> Instructions
1/ Transcribe the John Lewis passage between "But when you" and "as really inflammatory.", inclusive.
2/ Carry on the John Lewis passage from its final sentence.

> Source extract
=====
On Lewis' speech at the 1963 March on Washington for Jobs and Freedom
Porter: Imagine being in your 20s. You're about to address the largest audience ever on the steps of the Washington Monument. President Kennedy was incredibly nervous about this speech; he initially opposed it. There was a lot of anxiety, and so the kind of deans of the civil rights movement, the leaders of the NAACP, reviewed Lewis's remarks really carefully and they asked him to remove this line about marching like Sherman into the streets.
But when you see his actual speech, it's just as powerful. So I think he made a very quick decision that dying on the cross of speaking that line was not in the best interests of what he wanted to accomplish. And so he did capitulate. He was criticized on the left for capitulating and taking out the line. But in the end, I think when you see the actual speech, I always get shivers when I hear him warn people: if you do not listen to us now, you will listen to us when we march and when we come. And that was not a violent threat. And that's what's so ironic about the controversy, is John Lewis was always quite clear that he was speaking about nonviolent protest. And yet those words were deemed as really inflammatory.
On how John Lewis has fought for the causes he believes in
Alexander: I think that if we're all thinking about a relay race, this is our leg of it. I love that he was considered a radical in his time, because people like to make them out as if they're terrorists or if they're not patriotic or they are destructive. Systems need to be destroyed so new ones can be erected. And the fact that he knows that if you keep stopping people from voting, you'll never be able to change anything. Good, bad, or ugly, people should have their say. He's there to defend it. And he understands that it's a cornerstone and proof of life to a strong democracy.
=====
> Given entries
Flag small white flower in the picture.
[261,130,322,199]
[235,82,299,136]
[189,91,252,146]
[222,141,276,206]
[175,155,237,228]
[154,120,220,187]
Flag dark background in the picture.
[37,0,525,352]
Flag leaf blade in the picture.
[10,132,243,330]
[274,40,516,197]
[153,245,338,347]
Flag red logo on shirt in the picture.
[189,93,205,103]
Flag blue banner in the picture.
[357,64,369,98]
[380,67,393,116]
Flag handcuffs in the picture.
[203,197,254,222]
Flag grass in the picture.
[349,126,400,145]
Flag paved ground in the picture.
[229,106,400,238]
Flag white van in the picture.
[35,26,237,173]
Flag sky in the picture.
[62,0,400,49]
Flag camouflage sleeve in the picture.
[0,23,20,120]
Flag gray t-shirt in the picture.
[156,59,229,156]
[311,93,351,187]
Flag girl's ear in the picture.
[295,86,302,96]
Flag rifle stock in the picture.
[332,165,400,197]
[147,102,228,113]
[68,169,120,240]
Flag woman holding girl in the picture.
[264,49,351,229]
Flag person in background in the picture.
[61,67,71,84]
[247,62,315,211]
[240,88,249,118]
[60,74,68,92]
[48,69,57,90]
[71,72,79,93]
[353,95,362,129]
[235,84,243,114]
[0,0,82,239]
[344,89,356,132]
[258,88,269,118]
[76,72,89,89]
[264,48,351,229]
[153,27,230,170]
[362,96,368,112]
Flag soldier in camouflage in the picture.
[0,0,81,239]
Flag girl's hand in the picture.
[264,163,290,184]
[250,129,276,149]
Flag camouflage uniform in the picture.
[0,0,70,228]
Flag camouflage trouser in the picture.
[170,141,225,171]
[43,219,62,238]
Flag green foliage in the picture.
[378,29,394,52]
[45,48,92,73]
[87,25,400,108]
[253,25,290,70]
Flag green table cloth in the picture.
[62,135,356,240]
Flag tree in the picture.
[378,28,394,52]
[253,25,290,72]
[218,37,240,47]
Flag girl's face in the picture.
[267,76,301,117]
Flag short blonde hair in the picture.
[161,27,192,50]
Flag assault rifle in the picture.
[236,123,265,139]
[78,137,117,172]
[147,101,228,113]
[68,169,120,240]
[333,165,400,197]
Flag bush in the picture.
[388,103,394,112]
=====
> Written answers
1/
But when you see his actual speech, it's just as powerful. So I think he made a very quick decision that dying on the cross of speaking that line was not in the best interests of what he wanted to accomplish. And so he did capitulate. He was criticized on the left for capitulating and taking out the line. But in the end, I think when you see the actual speech, I always get shivers when I hear him warn people: if you do not listen to us now, you will listen to us when we march and when we come. And that was not a violent threat. And that's what's so ironic about the controversy, is John Lewis was always quite clear that he was speaking about nonviolent protest. And yet those words were deemed as really inflammatory.

2/
So he's shown that he has skin in the game. He was on the Edmund Pettus Bridge. He's bled. He's cried. He's done all those things. And imagine all those people who were assassinated around him. He understands that it's not just the fact that you might lose a reputation or have or gain one; it's that you might lose your life. And he accepts it as part of what he owes to the beloved community that he talks about.
On his reaction to modern injustices in the 2018 Midterm Elections
Porter: I think it shows you can't be complacent. It was quite demoralizing to see some of the same tactics used to suppress voter turnout and voters actually exercising the franchise. During the making of the film, I would get dispirited. I would say, "Mr. Lewis, this happened or that happened." And it was so interesting: here is the man who was present, who owns a pen given to him by Lyndon Johnson on the signing of the Voting Rights Act, and he was not depressed. He was angry. He was motivated. He was energized. But he kept making the point that we have to be vigilant and active and forward-looking about our rights. So I think what he was pointing out is a wake-up call. I think that there were so many activities that happened under the cover of secrecy that led to disenfranchisement of so many people, and that is our challenge going forward. We have been warned about the dangers to our democracy and we ignore those warnings at our own peril.